Task instructions:
Convert the records below into a Markdown table with the columns Row and Line. Give each non-blank line its own row, numbered in order, and omit blank lines.

Materials provided:
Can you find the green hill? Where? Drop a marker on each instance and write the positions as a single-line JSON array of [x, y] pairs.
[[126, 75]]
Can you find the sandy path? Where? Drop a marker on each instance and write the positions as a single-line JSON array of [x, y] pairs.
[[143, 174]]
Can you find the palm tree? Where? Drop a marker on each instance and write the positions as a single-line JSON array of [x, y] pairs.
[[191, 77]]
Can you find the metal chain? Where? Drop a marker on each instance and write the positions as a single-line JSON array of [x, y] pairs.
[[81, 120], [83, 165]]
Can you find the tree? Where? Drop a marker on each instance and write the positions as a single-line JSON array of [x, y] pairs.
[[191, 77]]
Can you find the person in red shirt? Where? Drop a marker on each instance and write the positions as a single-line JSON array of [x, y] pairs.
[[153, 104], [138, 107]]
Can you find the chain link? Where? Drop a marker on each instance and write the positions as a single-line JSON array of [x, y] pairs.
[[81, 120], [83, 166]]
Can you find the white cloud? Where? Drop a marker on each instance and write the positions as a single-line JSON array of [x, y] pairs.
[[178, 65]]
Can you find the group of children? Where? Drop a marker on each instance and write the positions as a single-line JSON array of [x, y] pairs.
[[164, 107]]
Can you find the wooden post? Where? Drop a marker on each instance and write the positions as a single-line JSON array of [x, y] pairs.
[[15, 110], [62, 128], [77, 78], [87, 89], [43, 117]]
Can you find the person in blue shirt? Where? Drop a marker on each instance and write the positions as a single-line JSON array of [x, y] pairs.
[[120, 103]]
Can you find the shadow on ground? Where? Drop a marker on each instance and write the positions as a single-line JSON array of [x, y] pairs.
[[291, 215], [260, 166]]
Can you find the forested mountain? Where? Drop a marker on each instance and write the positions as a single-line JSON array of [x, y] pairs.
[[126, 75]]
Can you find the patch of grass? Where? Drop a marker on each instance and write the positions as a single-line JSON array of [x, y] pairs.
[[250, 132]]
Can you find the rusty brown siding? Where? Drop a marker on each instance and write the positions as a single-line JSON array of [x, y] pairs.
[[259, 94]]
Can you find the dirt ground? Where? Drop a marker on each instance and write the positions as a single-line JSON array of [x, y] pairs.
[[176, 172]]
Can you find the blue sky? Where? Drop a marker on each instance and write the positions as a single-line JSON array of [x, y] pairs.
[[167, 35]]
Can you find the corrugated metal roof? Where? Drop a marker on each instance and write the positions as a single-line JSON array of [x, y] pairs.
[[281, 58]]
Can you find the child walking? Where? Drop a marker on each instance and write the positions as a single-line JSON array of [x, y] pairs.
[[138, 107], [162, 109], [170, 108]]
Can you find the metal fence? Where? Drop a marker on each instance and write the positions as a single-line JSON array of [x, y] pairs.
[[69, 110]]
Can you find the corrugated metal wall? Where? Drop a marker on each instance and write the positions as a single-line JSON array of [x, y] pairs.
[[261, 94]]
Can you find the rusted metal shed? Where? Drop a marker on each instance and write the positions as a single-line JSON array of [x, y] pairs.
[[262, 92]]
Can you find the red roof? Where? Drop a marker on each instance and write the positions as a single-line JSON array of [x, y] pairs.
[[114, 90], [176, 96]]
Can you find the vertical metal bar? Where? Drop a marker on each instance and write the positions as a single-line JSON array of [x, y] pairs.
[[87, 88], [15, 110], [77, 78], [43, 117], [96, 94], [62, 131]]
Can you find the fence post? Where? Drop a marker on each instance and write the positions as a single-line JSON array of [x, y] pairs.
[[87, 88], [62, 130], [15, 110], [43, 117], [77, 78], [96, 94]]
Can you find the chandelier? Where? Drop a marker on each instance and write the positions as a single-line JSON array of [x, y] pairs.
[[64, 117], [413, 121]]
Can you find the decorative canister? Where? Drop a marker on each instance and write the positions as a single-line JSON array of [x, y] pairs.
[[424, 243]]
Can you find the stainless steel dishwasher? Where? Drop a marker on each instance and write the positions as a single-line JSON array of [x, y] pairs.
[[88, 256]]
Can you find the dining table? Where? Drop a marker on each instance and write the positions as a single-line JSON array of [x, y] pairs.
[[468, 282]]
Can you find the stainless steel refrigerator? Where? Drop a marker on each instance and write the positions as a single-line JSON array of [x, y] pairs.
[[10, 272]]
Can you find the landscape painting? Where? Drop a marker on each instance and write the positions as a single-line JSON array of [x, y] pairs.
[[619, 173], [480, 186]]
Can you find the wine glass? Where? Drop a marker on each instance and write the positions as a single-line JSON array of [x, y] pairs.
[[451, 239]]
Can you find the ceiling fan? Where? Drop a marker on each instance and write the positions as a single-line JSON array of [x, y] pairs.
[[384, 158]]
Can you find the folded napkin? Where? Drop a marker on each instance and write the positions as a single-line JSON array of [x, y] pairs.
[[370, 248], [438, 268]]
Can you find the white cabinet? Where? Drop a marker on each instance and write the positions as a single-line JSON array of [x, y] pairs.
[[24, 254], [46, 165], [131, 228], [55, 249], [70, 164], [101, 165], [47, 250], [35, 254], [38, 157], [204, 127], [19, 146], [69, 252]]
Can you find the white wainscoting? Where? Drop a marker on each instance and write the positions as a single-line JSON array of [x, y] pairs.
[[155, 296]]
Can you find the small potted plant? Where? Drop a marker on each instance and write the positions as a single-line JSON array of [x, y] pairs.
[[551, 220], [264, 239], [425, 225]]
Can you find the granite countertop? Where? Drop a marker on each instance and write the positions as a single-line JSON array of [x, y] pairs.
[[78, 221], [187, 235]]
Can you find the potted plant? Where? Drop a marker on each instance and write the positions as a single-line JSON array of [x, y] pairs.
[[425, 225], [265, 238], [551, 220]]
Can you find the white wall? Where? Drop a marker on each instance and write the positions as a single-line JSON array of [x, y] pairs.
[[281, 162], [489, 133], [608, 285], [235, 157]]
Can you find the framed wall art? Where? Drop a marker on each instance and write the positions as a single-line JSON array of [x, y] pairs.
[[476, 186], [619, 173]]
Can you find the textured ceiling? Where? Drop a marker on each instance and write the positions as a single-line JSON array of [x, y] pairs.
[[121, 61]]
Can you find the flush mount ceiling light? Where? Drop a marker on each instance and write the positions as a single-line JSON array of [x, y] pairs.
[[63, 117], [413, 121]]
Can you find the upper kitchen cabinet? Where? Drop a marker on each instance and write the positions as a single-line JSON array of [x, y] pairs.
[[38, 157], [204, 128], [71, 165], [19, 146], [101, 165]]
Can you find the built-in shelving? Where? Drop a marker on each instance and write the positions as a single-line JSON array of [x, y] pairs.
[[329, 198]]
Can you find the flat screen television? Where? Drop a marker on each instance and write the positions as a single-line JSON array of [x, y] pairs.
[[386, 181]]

Output below:
| Row | Line |
|---|---|
| 1 | Can you find the green hill? Where? Drop a marker on each instance and write the positions as a single-line JSON array of [x, y] pairs. |
| 2 | [[126, 75]] |
| 3 | Can you find the sandy path? Where? Drop a marker on each instance and write the positions as a single-line JSON array of [x, y] pairs. |
| 4 | [[143, 174]] |
| 5 | Can you find the palm tree? Where? Drop a marker on each instance and write the positions as a single-line JSON array of [x, y] pairs. |
| 6 | [[191, 77]] |
| 7 | Can you find the metal chain? Where? Drop a marker on each instance and write the positions as a single-line JSON array of [x, y] pairs. |
| 8 | [[81, 120], [83, 165]] |
| 9 | Can you find the tree? Where? Drop a marker on each instance and write the positions as a single-line JSON array of [x, y] pairs. |
| 10 | [[191, 77]] |
| 11 | Can you find the person in red shirt? Where? Drop a marker on each instance and write the positions as a single-line JSON array of [x, y] pairs. |
| 12 | [[153, 104], [138, 107]] |
| 13 | Can you find the chain link? Where? Drop a marker on each instance and write the positions as a single-line JSON array of [x, y] pairs. |
| 14 | [[81, 120], [83, 166]] |
| 15 | Can you find the white cloud? Where? Drop a marker on each instance and write the positions as a single-line JSON array of [x, y] pairs. |
| 16 | [[178, 65]] |
| 17 | Can you find the group of children? Where? Drop a marker on each instance and write the positions as a single-line JSON array of [x, y] pairs. |
| 18 | [[164, 107]] |
| 19 | Can you find the wooden post? Where? Drop a marker on each instance and write the positions as a single-line JSON array of [x, y] pairs. |
| 20 | [[15, 110], [62, 128], [77, 78], [87, 89], [43, 117]] |
| 21 | Can you find the person in blue shirt? Where? Drop a marker on each instance and write the positions as a single-line JSON array of [x, y] pairs. |
| 22 | [[120, 103]] |
| 23 | Can you find the shadow on ground? Where? Drop a marker on each instance and write the positions as a single-line JSON array of [x, y] pairs. |
| 24 | [[291, 215], [260, 166]] |
| 25 | Can you find the forested mountain? Where? Drop a marker on each instance and write the positions as a single-line JSON array of [x, y] pairs. |
| 26 | [[126, 75]] |
| 27 | Can you find the patch of grass? Where? Drop a marker on each instance and write the positions as a single-line JSON array of [x, y] pairs. |
| 28 | [[250, 132]] |
| 29 | Can you find the rusty brown siding? Where? Drop a marker on each instance and write the positions as a single-line JSON array of [x, y] pairs. |
| 30 | [[259, 94]] |
| 31 | Can you find the dirt ground? Where? Drop a marker on each instance and write the positions as a single-line JSON array of [x, y] pairs. |
| 32 | [[176, 172]] |
| 33 | Can you find the blue sky? Where? Drop a marker on each instance and write the positions as a single-line JSON array of [x, y] pairs. |
| 34 | [[167, 35]] |
| 35 | Can you find the corrugated metal roof? Where? Drop a marker on each instance and write the positions as a single-line JSON array of [x, y] pairs. |
| 36 | [[281, 58]] |
| 37 | Can you find the child walking? Where? Drop a marker on each instance and write the positions as a single-line JSON array of [x, y] pairs. |
| 38 | [[138, 107], [162, 109], [170, 108]] |
| 39 | Can you find the metal fence? Where? Drop a marker on each instance and write the positions as a single-line JSON array of [x, y] pairs. |
| 40 | [[69, 110]] |
| 41 | Can you find the corrugated metal wall? Where? Drop a marker on each instance and write the positions as a single-line JSON array of [x, y] pairs. |
| 42 | [[261, 94]] |
| 43 | Can you find the rusted metal shed? Where? Drop a marker on each instance and write the positions as a single-line JSON array of [x, y] pairs. |
| 44 | [[262, 92]] |
| 45 | Can you find the red roof? Where? Drop a marker on each instance and write the positions as a single-line JSON array of [x, y] pairs. |
| 46 | [[114, 90], [176, 96]] |
| 47 | Can you find the vertical metal bar? Where? Drop a marker on each instance and write the positions as a single-line JSON array of [x, y] pairs. |
| 48 | [[87, 88], [15, 110], [77, 78], [43, 117], [96, 94], [62, 131]] |
| 49 | Can you find the fence post? Where? Drop a marker on each instance and write the positions as a single-line JSON array of [x, y] pairs. |
| 50 | [[87, 88], [62, 130], [15, 110], [43, 117], [77, 78], [96, 94]] |
| 51 | Can you find the chandelier? Where? Drop a marker on each instance and write the positions as a single-line JSON array of [x, y] pairs. |
| 52 | [[64, 117], [413, 121]] |
| 53 | Can you find the decorative canister? Where? Drop a marker on each instance and write the positions as a single-line JSON array of [x, y] pairs. |
| 54 | [[424, 243]] |
| 55 | Can you find the stainless steel dishwasher? Where? Drop a marker on each instance and write the positions as a single-line JSON array of [x, y] pairs. |
| 56 | [[88, 256]] |
| 57 | Can you find the dining table? Where? Drop a marker on each instance and write the positions as a single-line JSON array of [x, y] pairs. |
| 58 | [[468, 282]] |
| 59 | Can you find the stainless steel refrigerator? Where? Drop a marker on each instance and write the positions as a single-line JSON array of [x, y] pairs. |
| 60 | [[10, 272]] |
| 61 | Can you find the landscape painting? Where? Drop a marker on each instance and write the positions as a single-line JSON array of [x, y] pairs. |
| 62 | [[619, 173], [480, 186]] |
| 63 | Can you find the wine glass? Where? Drop a marker on each instance and write the positions as a single-line JSON array of [x, y] pairs. |
| 64 | [[451, 239]] |
| 65 | Can you find the ceiling fan? Where? Drop a marker on each instance and write the positions as a single-line JSON array of [x, y] pairs. |
| 66 | [[384, 158]] |
| 67 | Can you find the folded napkin? Where? Drop a marker on each instance and write the positions as a single-line JSON array of [x, y] pairs. |
| 68 | [[370, 248], [438, 268]] |
| 69 | Can you find the white cabinet? Where? Drop a marker on each instance and write the positions as a single-line JSON array of [x, y] pairs. |
| 70 | [[24, 254], [46, 165], [131, 228], [55, 249], [70, 164], [101, 165], [47, 250], [35, 254], [38, 157], [204, 127], [19, 146], [69, 252]] |
| 71 | Can you find the white wainscoting? Where? Drop a marker on each instance and write the positions as a single-line JSON array of [x, y] pairs. |
| 72 | [[155, 296]] |
| 73 | Can you find the small potted plant? Where? Drop a marker on each instance and write the positions as a single-line JSON array of [x, y] pairs. |
| 74 | [[551, 220], [264, 239], [425, 225]] |
| 75 | Can you find the granite countertop? Where? Drop a marker on each instance and write the positions as a single-line JSON array of [x, y] pairs. |
| 76 | [[78, 221], [187, 235]] |
| 77 | Can you find the potted plant? Where? Drop a marker on each instance and write the positions as a single-line JSON array of [x, y] pairs. |
| 78 | [[425, 225], [265, 238], [551, 220]] |
| 79 | Can you find the white wall? Where? Drop a marker on each instance and write the positions as a single-line JSON array of [x, y] pairs. |
| 80 | [[281, 162], [489, 133], [608, 285], [235, 157]] |
| 81 | Can you find the framed wall art? Where? Drop a marker on each instance and write the positions as a single-line JSON array of [x, y] pairs. |
| 82 | [[476, 186], [619, 173]] |
| 83 | Can you find the textured ceiling? Where? Drop a marker on each instance and write the positions as a single-line JSON array of [x, y] pairs. |
| 84 | [[121, 61]] |
| 85 | Can you find the flush mount ceiling light? Where? Drop a marker on each instance and write the positions as a single-line JSON array of [x, y] pairs. |
| 86 | [[63, 117], [413, 121]] |
| 87 | Can you find the upper kitchen cabinet? Where? Drop a marker on each instance and write the positions as a single-line JSON array of [x, y] pairs. |
| 88 | [[38, 157], [204, 128], [71, 165], [19, 146], [101, 165]] |
| 89 | Can you find the built-in shelving? Where? Drop a marker on each instance and write the positions as a single-line JSON array of [x, y] pairs. |
| 90 | [[329, 198]] |
| 91 | Can you find the flat screen television? Where? Drop a marker on each instance and write the positions as a single-line JSON array of [x, y] pairs. |
| 92 | [[386, 181]] |